● Dataset excerpt

------------------------

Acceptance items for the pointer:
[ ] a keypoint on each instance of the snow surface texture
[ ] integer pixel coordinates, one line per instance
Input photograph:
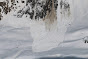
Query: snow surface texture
(26, 38)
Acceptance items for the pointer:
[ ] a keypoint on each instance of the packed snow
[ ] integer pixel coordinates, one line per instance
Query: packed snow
(22, 38)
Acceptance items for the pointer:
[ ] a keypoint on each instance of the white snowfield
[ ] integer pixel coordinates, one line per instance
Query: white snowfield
(22, 38)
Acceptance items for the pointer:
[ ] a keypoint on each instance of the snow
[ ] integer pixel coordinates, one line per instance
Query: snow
(20, 38)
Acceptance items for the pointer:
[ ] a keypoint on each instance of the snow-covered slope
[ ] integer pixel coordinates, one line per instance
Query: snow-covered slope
(25, 38)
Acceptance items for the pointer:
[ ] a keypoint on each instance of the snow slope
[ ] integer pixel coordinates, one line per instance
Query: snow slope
(17, 36)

------------------------

● Challenge
Copy every row above word for word, leaving out the pictures.

● Answer in full
Acceptance items for the pointer:
[ ] a keypoint on each instance of the snow surface texture
[ ] integer pixel coordinates, one line per instance
Input photograph:
Query: snow surface texture
(26, 38)
Acceptance items for the pointer:
[ ] a keypoint on each instance of the packed snow
[ ] integer pixel coordinates, one line per instance
Query: packed snow
(22, 38)
Acceptance items for the pointer:
[ ] a keypoint on each instance of the white snowfield
[ ] integer pixel coordinates, one line per instance
Query: white snowfield
(22, 38)
Acceptance items for the pointer:
[ ] a keypoint on each instance of the snow
[ ] integer pixel coordinates, one line per instance
Query: snow
(20, 38)
Acceptance items for the pointer:
[ ] a keypoint on each instance of the snow-covered slope
[ ] integer pixel coordinates, one line per instance
Query: snow-covered slope
(25, 38)
Acceptance items for the pointer:
[ ] a keypoint on each instance of the snow slope
[ ] integer pixel coordinates, one line per instance
Query: snow slope
(17, 36)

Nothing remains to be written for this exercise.